--- Begin Data lines ---

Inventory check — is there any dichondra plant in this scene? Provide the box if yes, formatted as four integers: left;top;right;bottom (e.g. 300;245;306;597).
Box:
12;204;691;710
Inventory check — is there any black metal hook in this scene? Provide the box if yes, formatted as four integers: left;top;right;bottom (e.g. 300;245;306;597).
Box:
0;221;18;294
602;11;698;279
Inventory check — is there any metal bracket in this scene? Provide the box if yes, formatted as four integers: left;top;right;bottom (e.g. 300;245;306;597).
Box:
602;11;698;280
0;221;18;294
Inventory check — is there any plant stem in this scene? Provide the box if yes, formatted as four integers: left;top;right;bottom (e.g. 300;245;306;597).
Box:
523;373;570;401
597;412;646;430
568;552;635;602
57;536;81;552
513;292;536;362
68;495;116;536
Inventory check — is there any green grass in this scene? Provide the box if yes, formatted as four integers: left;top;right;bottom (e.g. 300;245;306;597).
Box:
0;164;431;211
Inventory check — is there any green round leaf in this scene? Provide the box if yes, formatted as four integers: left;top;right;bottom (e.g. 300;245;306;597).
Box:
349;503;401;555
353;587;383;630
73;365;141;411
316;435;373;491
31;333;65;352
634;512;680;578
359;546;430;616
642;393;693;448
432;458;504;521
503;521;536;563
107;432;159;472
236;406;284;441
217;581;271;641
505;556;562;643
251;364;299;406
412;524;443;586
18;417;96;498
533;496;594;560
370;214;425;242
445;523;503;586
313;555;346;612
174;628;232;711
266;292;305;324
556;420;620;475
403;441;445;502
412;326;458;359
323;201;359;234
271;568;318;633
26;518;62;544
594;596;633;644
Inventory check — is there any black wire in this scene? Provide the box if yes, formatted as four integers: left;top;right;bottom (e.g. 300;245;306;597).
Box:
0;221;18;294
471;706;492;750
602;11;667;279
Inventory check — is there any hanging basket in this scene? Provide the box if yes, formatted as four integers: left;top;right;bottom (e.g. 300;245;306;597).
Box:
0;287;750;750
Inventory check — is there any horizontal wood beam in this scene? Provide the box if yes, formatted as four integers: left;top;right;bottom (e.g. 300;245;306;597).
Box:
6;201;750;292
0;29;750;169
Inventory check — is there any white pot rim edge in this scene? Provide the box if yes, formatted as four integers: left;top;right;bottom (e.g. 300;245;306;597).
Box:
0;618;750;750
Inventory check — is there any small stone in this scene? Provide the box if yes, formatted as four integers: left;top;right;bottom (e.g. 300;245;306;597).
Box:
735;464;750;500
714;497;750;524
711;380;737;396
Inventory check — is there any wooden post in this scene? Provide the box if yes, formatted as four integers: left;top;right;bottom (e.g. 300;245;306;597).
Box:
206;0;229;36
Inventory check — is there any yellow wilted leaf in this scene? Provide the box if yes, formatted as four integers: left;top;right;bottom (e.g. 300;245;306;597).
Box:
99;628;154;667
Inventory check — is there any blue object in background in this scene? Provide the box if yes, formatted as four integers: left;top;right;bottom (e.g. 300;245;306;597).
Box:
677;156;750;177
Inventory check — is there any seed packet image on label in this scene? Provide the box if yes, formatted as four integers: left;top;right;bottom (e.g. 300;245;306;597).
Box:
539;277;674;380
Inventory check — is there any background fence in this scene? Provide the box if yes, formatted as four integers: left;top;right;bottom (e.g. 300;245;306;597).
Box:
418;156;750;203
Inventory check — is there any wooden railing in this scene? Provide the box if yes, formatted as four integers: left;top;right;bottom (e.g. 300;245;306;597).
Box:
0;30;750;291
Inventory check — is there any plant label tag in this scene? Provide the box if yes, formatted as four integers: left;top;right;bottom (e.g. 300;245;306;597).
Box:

--- End Data lines ---

■ **What is expected**: Rewrite every one of the lines above with "Stock check" substituted for "Inventory check", keeping all other text unchanged.

■ **Full response**:
Stock check — is there any dichondra plant in this scene? Provide the box if yes, formatted as four integers: left;top;right;bottom (e.g. 300;245;306;597).
Box:
12;204;691;710
Stock check — is there any black metal hook in this scene? Provide the box if yes, formatted as four integers: left;top;right;bottom (e.g. 300;245;306;597).
Box:
0;221;18;294
602;11;698;279
Stock check — is there any metal bracket in this scene? Provide the box if yes, formatted as four integers: left;top;right;bottom (e.g. 300;245;306;597).
Box:
602;11;698;280
0;221;18;294
Stock check — is there any plant stem in this scene? Provide the box if yes, formatted as four integers: left;top;right;bottom (e.g. 300;245;306;597).
Box:
523;373;570;401
597;412;646;430
568;552;635;602
57;536;81;552
513;292;536;362
68;495;116;536
Stock check — is there any green grass in this scene? Provide the box if yes, formatted as four integers: left;top;right;bottom (e.g. 300;245;306;597).
Box:
0;164;431;211
Stock check — is there any green round leaf in this scene? Provide the box if yes, formatted as four integers: left;top;right;bottom (e.g. 300;245;306;597).
Box:
349;503;401;555
353;587;383;630
73;365;141;411
316;435;373;491
31;333;65;352
634;512;680;578
359;546;430;616
642;393;693;448
432;458;504;521
503;521;536;563
107;432;159;472
236;406;284;441
217;581;271;641
505;556;562;643
251;364;299;406
412;524;443;586
18;417;96;498
533;496;594;560
370;214;425;242
445;523;503;586
313;555;346;612
174;628;232;711
266;292;305;324
556;420;620;475
403;441;445;502
412;326;458;359
323;201;359;234
271;568;318;633
26;518;62;544
594;596;633;644
Stock check — is there any black wire in this scene? Provide the box if yes, formatted as four integers: left;top;right;bottom (e.g. 300;245;306;597).
Box:
0;221;18;294
471;706;492;750
602;11;667;279
Stock check — is there any hanging basket in this scene? Provide the box if yes, formatted as four integers: left;top;right;bottom (e.g. 300;245;306;597).
Box:
0;287;750;750
Stock check — is there any horizontal wood beam in this scene? Provide the box if yes, formatted as four integers: left;top;right;bottom (e.g. 300;245;306;597).
Box:
6;201;750;292
0;29;750;169
Stock check — is there any white pot rim edge in this scene? Provide the box if yes, formatted as four integers: left;top;right;bottom (e.g. 300;245;306;597).
Box:
0;618;750;750
Stock check — is there any small stone in this scene? Provide the box if yes, formatted as four integers: left;top;right;bottom (e.g. 300;245;306;597).
Box:
735;464;750;500
714;497;750;524
711;380;737;396
Stock check — is there any wooden post in this scene? Provide the box if yes, formatted as four integers: left;top;right;bottom (e.g. 300;245;306;597).
Box:
206;0;229;36
Stock check — is there any yellow wilted leaf in this scene? Provide the box if yes, formatted as four integers: left;top;right;bottom (e.g. 300;245;306;597).
Box:
99;628;154;667
Stock check — is there any blue object in background in this scene? Provide the box if yes, formatted as four integers: left;top;right;bottom (e.g. 300;245;306;597).
Box:
677;156;750;177
Stock check — is there any seed packet image on label in this scene? Provide the box if yes, formatted as four integers: left;top;right;bottom (e.g. 300;245;306;597).
Box:
539;277;674;380
Stock check — is there any background fence in this scene? Provide the box if yes, formatted as four integers: left;top;right;bottom (e.g. 300;245;306;597).
Box:
418;156;750;203
Stock check — is there any wooden railing in this scene? Provide the box if yes, formatted as four integers: left;top;right;bottom (e.g. 300;245;306;597).
Box:
0;30;750;291
Stock check — is there any plant label tag in this scene? Provide the box if yes, formatted as four integers: left;top;right;bottom (e.g. 300;245;306;597).
Box:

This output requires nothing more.